* _Exercise description_
Recast the listing below as a Markdown table with the columns Row and Line, giving each non-blank line its own numbered row. Leave the pictures out of the table.

====== Task data ======

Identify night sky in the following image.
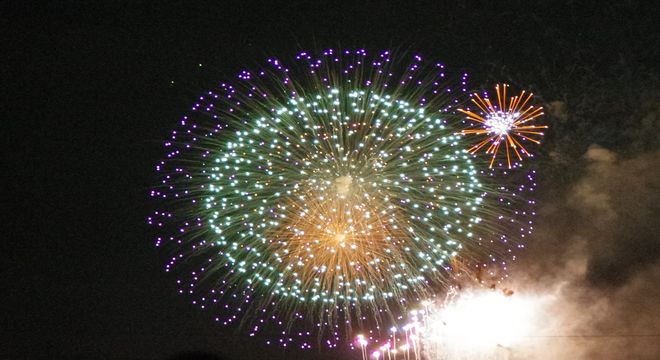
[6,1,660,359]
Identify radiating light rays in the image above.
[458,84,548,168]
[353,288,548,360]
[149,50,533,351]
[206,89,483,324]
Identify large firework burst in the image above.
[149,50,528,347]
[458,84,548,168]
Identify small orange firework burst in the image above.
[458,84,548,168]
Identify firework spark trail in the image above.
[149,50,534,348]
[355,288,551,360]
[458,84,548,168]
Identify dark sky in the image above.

======

* _Problem solution_
| Row | Line |
|---|---|
| 1 | Identify night sky in the following image. |
| 2 | [6,1,660,359] |
| 3 | Identify radiating light rays in the image above. |
| 4 | [458,84,548,168] |
| 5 | [353,288,548,360] |
| 6 | [149,50,533,351] |
| 7 | [206,89,483,324] |
| 8 | Identify large firework burst in the image above. |
| 9 | [149,50,528,347] |
| 10 | [458,84,548,168] |
| 11 | Identify small orange firework burst in the image above. |
| 12 | [458,84,548,168] |
| 13 | Identify firework spark trail in the image above. |
| 14 | [149,50,534,348] |
| 15 | [355,288,551,360] |
| 16 | [458,84,548,168] |
| 17 | Identify dark sky in the image above. |